## What to do
Carry over every line of the records from the line holding "Target: open doorway" through the end of the records, inclusive, with the requests kept. Add 22 to each x and y coordinate in the answers.

** START Material **

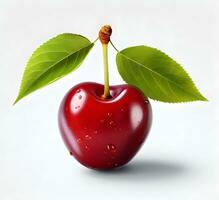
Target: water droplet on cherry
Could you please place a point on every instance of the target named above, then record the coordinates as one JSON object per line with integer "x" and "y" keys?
{"x": 102, "y": 121}
{"x": 79, "y": 140}
{"x": 111, "y": 148}
{"x": 88, "y": 137}
{"x": 115, "y": 164}
{"x": 109, "y": 114}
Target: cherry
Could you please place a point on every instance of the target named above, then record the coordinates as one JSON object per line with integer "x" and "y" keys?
{"x": 104, "y": 133}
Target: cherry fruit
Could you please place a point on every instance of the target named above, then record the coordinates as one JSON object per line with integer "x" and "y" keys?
{"x": 104, "y": 133}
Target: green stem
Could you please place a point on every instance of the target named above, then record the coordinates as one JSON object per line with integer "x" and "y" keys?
{"x": 106, "y": 71}
{"x": 113, "y": 46}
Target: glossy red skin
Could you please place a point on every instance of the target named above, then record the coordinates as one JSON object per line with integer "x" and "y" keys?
{"x": 104, "y": 133}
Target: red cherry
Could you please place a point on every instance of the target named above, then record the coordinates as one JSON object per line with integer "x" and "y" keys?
{"x": 104, "y": 133}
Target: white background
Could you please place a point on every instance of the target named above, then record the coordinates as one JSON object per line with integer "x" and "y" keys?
{"x": 179, "y": 161}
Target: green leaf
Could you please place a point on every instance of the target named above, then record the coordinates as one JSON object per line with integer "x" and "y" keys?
{"x": 157, "y": 75}
{"x": 51, "y": 61}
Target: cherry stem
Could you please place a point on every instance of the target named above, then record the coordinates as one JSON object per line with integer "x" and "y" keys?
{"x": 106, "y": 93}
{"x": 104, "y": 37}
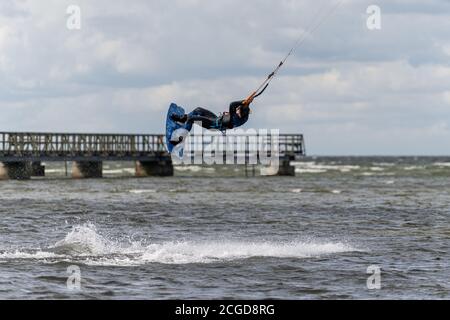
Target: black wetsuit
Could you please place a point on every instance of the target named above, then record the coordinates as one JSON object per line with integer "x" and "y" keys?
{"x": 209, "y": 120}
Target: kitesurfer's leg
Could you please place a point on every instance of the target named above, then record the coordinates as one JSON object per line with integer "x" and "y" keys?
{"x": 206, "y": 118}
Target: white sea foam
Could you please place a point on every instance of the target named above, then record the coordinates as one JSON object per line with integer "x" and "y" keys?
{"x": 85, "y": 245}
{"x": 313, "y": 167}
{"x": 442, "y": 164}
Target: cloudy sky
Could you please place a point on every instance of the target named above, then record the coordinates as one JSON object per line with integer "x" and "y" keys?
{"x": 350, "y": 90}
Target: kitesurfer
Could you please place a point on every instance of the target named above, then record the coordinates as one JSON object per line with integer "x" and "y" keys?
{"x": 236, "y": 116}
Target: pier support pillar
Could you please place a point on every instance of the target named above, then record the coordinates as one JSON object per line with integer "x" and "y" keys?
{"x": 87, "y": 169}
{"x": 17, "y": 170}
{"x": 37, "y": 169}
{"x": 158, "y": 168}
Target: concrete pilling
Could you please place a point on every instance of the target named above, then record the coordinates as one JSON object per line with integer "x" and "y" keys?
{"x": 24, "y": 170}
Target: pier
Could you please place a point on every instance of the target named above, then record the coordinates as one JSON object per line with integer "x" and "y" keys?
{"x": 22, "y": 154}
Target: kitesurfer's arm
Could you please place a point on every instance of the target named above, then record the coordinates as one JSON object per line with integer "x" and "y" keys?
{"x": 235, "y": 105}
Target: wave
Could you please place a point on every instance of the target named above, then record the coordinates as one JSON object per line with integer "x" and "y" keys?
{"x": 141, "y": 191}
{"x": 84, "y": 245}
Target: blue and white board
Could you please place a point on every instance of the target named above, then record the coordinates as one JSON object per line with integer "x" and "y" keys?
{"x": 174, "y": 131}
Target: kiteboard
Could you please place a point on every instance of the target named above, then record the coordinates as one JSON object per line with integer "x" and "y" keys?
{"x": 176, "y": 132}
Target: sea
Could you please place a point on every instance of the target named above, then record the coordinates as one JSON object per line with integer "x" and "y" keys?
{"x": 342, "y": 228}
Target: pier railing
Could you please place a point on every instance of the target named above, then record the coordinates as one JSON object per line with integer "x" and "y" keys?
{"x": 22, "y": 146}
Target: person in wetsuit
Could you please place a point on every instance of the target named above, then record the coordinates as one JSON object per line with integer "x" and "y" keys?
{"x": 236, "y": 116}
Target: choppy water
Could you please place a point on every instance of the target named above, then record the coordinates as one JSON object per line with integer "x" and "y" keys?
{"x": 211, "y": 237}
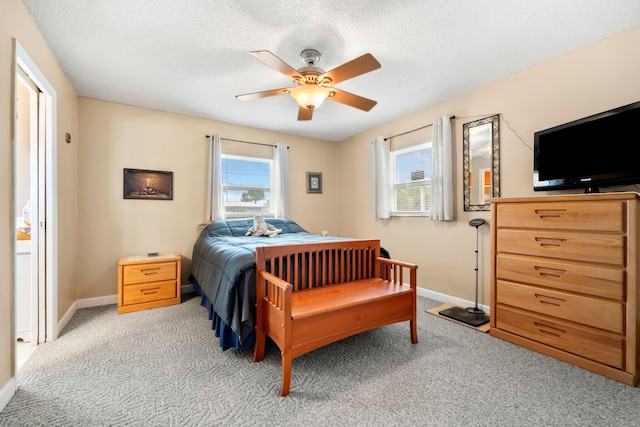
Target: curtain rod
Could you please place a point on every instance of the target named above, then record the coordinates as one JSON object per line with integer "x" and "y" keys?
{"x": 246, "y": 142}
{"x": 413, "y": 130}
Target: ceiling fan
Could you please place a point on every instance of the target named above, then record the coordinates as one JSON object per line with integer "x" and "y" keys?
{"x": 313, "y": 84}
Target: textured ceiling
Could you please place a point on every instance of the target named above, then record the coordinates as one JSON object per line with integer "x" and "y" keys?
{"x": 192, "y": 56}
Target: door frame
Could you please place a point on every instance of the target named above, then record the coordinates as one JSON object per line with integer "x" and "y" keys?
{"x": 47, "y": 222}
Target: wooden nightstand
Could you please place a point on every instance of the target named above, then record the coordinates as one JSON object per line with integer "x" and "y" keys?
{"x": 148, "y": 282}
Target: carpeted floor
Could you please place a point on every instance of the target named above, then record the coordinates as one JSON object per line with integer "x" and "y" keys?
{"x": 163, "y": 367}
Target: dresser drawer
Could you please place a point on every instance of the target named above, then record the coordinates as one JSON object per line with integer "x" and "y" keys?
{"x": 596, "y": 312}
{"x": 148, "y": 292}
{"x": 595, "y": 216}
{"x": 591, "y": 344}
{"x": 605, "y": 282}
{"x": 152, "y": 272}
{"x": 570, "y": 245}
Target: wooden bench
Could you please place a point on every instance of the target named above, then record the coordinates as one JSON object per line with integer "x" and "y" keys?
{"x": 310, "y": 295}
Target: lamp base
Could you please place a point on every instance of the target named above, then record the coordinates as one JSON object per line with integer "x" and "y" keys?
{"x": 462, "y": 315}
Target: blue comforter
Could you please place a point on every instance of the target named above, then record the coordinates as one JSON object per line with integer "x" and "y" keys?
{"x": 223, "y": 265}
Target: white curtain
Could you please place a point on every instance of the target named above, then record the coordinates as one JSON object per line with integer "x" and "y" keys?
{"x": 441, "y": 171}
{"x": 381, "y": 183}
{"x": 215, "y": 201}
{"x": 280, "y": 190}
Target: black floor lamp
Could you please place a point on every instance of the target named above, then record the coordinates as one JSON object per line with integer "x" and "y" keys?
{"x": 473, "y": 316}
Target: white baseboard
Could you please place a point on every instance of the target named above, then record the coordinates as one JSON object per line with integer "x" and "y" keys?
{"x": 7, "y": 392}
{"x": 444, "y": 298}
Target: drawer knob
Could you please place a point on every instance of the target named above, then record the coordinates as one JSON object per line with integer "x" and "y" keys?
{"x": 150, "y": 291}
{"x": 549, "y": 330}
{"x": 550, "y": 273}
{"x": 549, "y": 300}
{"x": 550, "y": 242}
{"x": 550, "y": 213}
{"x": 150, "y": 271}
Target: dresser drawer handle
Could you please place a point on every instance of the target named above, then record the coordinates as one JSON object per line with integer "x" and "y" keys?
{"x": 150, "y": 271}
{"x": 150, "y": 291}
{"x": 550, "y": 273}
{"x": 553, "y": 332}
{"x": 550, "y": 242}
{"x": 550, "y": 213}
{"x": 554, "y": 301}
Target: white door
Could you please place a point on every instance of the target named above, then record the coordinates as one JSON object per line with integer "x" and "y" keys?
{"x": 42, "y": 195}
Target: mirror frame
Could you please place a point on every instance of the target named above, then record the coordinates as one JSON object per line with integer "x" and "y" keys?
{"x": 495, "y": 161}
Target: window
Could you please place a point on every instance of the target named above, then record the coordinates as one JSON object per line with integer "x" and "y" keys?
{"x": 411, "y": 177}
{"x": 246, "y": 186}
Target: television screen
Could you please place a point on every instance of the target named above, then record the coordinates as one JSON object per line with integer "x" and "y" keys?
{"x": 599, "y": 150}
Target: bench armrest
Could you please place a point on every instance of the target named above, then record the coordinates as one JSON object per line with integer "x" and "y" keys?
{"x": 277, "y": 292}
{"x": 393, "y": 271}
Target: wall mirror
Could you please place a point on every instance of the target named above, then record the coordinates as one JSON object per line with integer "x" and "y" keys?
{"x": 481, "y": 162}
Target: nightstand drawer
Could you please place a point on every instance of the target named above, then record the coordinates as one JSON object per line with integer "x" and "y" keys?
{"x": 152, "y": 272}
{"x": 576, "y": 246}
{"x": 136, "y": 294}
{"x": 605, "y": 282}
{"x": 596, "y": 216}
{"x": 591, "y": 344}
{"x": 596, "y": 312}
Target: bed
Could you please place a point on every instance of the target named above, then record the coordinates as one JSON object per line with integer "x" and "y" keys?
{"x": 223, "y": 272}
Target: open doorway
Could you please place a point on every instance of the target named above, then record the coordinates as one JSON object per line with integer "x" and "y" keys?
{"x": 34, "y": 196}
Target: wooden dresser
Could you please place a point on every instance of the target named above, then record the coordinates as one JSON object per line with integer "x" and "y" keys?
{"x": 148, "y": 282}
{"x": 564, "y": 279}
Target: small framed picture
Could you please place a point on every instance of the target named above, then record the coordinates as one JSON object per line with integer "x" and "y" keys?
{"x": 314, "y": 182}
{"x": 148, "y": 184}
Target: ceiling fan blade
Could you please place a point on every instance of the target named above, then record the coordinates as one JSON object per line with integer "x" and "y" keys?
{"x": 305, "y": 113}
{"x": 276, "y": 63}
{"x": 351, "y": 69}
{"x": 352, "y": 100}
{"x": 263, "y": 94}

** END Material **

## Task response
Target: open doorway
Could you please place a point on every instance of the target named above, then record the coordinates as one JSON object per line with integer "x" and "y" keys?
{"x": 56, "y": 218}
Target: wooden dresser
Could you please place a point on every instance of the target named above, then record the coordinates as one JSON object per line with integer "x" and "y" keys?
{"x": 170, "y": 304}
{"x": 586, "y": 301}
Target: small framed picture
Could you please place a point on every instance of the target named above, then record the coordinates as one JSON object per line with integer "x" and "y" keys?
{"x": 336, "y": 204}
{"x": 170, "y": 206}
Target: ceiling fan blade
Could you please place a point on every instance of the target named above, then record the coordinates as one JSON object per line with integer "x" and "y" keys?
{"x": 327, "y": 135}
{"x": 298, "y": 85}
{"x": 373, "y": 91}
{"x": 374, "y": 122}
{"x": 285, "y": 116}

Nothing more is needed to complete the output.